*Directive:*
Convert every one of the entries below into a JSON list of strings, with one string per line and blank lines omitted.

Start of Material provided

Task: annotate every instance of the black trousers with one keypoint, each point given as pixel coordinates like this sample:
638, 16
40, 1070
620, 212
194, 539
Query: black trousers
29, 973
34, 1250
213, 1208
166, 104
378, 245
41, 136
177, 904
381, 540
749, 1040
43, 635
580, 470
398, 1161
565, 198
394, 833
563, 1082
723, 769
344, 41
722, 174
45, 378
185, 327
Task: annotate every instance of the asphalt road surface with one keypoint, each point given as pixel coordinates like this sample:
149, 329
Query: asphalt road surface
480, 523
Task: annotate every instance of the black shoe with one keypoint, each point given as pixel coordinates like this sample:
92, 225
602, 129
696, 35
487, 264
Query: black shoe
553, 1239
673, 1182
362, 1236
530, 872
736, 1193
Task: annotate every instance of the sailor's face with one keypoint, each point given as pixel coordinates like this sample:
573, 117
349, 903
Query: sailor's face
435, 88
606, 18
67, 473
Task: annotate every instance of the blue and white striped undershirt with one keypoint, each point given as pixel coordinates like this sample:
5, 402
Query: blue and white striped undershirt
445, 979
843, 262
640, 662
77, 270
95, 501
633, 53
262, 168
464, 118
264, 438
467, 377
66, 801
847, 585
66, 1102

End of Material provided

*Task answer:*
[
  "Task: annotate every instance of the black trousers with one keypoint, each point given as pixel coordinates like this sample:",
  "638, 16",
  "40, 1070",
  "620, 212",
  "194, 539",
  "Query: black trousers",
  "29, 973",
  "34, 1250",
  "213, 1208",
  "166, 104",
  "378, 245",
  "41, 136",
  "177, 904",
  "381, 540",
  "749, 1040",
  "43, 635",
  "580, 470",
  "398, 1161",
  "565, 198",
  "394, 833",
  "563, 1082",
  "723, 769",
  "344, 41",
  "722, 174",
  "45, 378",
  "185, 327",
  "Task: annotate every instance of the asphalt road surface with one keypoint, each point given as pixel coordinates like this sample:",
  "149, 329",
  "Query: asphalt road surface",
  "480, 523",
  "Task: annotate every instance of the black shoe with one keypoint, each point given as pixel coordinates like this sample:",
  "92, 225",
  "602, 129",
  "696, 35",
  "487, 264",
  "Query: black shoe",
  "553, 1239",
  "673, 1182",
  "362, 1236",
  "530, 872",
  "736, 1193",
  "Task: annotate every instance of the sailor's face with one keypoint, each point given as pixel coordinates like this sample:",
  "573, 117",
  "349, 903",
  "Query: sailor's face",
  "435, 88",
  "606, 18",
  "67, 473",
  "Task: annotate every instance of the blue and white striped undershirt with one keypoint, each point given as pixel coordinates like this sample:",
  "5, 402",
  "Query: blue and white striped undershirt",
  "445, 979",
  "843, 262",
  "640, 662",
  "77, 270",
  "95, 501",
  "633, 53",
  "262, 168",
  "464, 118",
  "264, 438",
  "467, 377",
  "66, 801",
  "847, 585",
  "66, 1102"
]